| STATED GOAL |
Reproduce the items from the line with "of the ceiling" through the end of the items, keeping every line, requests included. Raise each coordinate in the answers by 114 and leave the numbers in the requests and their format samples as they are.

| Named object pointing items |
__________

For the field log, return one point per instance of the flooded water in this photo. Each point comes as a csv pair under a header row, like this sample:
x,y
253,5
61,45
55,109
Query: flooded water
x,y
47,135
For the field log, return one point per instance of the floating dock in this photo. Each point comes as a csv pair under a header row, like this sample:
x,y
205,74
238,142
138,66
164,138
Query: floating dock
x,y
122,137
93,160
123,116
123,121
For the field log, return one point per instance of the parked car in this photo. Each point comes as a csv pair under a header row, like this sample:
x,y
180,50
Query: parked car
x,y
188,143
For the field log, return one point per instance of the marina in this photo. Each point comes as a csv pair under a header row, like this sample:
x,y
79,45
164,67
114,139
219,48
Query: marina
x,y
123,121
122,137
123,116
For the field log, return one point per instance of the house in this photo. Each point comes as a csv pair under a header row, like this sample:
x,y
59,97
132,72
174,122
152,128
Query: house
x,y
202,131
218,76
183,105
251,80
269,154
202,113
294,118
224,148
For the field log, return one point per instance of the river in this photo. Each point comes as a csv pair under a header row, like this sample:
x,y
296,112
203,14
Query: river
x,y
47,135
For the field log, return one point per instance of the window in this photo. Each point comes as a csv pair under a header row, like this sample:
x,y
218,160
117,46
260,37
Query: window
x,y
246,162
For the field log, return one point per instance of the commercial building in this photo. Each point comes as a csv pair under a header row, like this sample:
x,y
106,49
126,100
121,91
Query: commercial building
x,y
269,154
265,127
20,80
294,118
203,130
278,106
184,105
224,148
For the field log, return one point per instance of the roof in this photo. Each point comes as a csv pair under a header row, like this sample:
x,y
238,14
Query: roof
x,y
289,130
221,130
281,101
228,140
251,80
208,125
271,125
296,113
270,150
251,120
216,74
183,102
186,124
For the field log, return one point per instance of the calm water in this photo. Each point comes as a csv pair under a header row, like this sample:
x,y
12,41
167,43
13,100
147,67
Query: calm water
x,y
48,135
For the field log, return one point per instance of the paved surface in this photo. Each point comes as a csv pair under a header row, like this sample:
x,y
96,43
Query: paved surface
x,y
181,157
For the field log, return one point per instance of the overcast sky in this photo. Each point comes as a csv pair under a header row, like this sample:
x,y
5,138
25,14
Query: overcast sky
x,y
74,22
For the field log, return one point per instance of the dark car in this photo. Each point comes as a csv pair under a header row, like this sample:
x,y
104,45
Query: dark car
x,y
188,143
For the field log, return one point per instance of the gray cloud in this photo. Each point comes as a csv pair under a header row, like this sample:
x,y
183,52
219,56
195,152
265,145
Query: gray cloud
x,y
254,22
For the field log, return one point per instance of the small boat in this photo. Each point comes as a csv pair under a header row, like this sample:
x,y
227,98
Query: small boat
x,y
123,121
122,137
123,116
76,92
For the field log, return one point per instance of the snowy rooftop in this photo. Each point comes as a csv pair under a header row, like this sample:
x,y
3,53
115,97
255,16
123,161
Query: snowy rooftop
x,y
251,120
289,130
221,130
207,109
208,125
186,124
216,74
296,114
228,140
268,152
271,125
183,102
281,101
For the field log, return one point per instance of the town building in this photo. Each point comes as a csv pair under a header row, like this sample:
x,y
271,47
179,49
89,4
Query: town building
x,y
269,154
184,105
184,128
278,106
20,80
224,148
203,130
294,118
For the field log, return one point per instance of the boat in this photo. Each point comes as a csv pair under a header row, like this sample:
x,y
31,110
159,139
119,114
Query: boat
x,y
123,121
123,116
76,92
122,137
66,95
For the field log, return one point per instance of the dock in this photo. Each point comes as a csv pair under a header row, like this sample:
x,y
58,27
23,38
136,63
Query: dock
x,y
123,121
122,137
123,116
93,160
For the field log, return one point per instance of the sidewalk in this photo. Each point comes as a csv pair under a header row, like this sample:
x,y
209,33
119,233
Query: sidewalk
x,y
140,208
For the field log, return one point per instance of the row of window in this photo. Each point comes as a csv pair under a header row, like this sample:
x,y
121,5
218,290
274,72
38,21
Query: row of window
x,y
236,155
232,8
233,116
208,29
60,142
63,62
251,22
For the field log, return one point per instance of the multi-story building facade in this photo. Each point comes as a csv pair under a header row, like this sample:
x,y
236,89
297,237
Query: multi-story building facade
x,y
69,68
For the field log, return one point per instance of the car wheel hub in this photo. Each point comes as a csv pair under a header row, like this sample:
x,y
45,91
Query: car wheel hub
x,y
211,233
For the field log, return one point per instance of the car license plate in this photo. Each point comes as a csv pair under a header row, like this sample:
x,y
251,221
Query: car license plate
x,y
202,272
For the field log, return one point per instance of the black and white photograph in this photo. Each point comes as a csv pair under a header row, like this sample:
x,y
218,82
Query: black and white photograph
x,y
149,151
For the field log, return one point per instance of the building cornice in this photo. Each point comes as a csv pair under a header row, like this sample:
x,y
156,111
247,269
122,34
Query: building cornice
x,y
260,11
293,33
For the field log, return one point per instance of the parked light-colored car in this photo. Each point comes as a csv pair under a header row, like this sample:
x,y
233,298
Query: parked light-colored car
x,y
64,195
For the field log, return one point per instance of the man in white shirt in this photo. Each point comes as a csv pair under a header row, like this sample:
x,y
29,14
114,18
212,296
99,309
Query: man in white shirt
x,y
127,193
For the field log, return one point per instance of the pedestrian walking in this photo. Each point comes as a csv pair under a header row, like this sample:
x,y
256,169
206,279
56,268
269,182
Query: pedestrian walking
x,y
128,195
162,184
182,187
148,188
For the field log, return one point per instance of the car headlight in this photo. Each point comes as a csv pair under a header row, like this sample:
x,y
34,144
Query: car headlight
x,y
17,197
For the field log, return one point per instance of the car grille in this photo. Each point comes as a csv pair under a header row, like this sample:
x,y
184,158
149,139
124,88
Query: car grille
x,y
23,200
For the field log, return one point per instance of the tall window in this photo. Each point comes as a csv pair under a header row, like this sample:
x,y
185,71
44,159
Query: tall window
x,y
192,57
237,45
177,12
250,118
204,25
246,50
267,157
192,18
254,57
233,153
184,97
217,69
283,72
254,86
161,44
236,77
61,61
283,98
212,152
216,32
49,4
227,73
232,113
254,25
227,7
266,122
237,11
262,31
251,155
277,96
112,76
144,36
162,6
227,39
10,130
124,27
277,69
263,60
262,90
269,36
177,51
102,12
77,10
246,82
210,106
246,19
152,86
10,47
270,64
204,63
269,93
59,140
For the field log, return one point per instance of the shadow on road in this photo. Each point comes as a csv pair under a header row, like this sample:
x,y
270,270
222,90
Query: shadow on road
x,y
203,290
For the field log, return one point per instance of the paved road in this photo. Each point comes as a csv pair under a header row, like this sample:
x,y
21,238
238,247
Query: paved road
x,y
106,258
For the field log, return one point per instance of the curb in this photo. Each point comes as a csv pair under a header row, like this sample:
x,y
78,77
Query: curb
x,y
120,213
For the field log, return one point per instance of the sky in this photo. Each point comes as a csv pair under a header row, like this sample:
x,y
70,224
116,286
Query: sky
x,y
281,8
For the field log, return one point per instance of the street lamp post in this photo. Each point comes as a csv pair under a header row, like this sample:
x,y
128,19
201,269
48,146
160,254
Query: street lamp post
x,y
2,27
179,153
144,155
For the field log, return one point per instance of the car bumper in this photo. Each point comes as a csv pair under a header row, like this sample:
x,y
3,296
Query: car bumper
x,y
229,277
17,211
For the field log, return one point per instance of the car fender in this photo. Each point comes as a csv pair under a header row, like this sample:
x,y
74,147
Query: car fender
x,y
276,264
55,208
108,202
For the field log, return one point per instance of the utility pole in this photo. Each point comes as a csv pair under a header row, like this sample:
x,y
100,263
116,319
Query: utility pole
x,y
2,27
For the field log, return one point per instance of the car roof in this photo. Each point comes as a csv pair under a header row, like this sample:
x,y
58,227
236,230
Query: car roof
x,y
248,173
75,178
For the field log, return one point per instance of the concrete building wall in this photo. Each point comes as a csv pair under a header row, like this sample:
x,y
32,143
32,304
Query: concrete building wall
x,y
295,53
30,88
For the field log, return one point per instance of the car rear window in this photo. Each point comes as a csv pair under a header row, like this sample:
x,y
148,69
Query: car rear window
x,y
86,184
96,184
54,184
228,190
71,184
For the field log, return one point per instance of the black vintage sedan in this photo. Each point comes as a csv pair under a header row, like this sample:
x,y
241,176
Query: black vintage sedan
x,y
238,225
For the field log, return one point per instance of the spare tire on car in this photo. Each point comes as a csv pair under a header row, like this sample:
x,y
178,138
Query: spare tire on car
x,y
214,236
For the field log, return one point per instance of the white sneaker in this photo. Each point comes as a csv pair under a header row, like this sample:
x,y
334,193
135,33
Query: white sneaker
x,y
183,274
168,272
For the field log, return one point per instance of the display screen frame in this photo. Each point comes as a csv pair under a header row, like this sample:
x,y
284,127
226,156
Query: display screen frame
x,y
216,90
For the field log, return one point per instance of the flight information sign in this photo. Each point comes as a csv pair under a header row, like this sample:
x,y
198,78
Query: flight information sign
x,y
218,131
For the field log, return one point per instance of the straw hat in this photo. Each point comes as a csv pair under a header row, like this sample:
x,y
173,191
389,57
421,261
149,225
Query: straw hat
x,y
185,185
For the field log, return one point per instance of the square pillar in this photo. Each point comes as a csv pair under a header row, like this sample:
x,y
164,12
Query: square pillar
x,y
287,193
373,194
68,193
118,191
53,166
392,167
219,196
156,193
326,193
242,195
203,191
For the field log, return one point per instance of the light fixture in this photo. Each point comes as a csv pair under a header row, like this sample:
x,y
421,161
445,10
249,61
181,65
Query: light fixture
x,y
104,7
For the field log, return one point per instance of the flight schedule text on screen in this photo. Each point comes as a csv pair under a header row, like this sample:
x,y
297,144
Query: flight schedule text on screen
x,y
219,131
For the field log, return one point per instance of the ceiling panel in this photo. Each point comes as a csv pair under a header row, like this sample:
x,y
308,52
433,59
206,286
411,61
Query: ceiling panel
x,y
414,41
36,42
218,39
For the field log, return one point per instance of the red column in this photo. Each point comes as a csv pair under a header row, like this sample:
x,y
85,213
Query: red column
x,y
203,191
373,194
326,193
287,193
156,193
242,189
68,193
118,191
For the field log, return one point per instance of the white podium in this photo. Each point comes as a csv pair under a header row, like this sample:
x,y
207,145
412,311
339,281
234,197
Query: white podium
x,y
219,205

__________

| ANSWER TO THE PROBLEM |
For the field log, return one point per instance of the ceiling panel in this photo. Each point comes as a csv pair under a header row, like this sample:
x,y
308,52
433,59
206,286
411,61
Query: ceiling panel
x,y
528,155
150,156
332,153
For the field log, return one point per instance of the red column in this photo. Each point comes as a csv pair under a header row, like this sample:
x,y
85,213
Query: red column
x,y
317,305
487,308
440,307
401,307
270,307
356,303
182,307
232,305
For the field log, return one point per instance of the white podium in this photo. Each point comes as a csv pair under a header row, like this sample:
x,y
207,145
412,311
339,281
234,197
Query: white podium
x,y
333,319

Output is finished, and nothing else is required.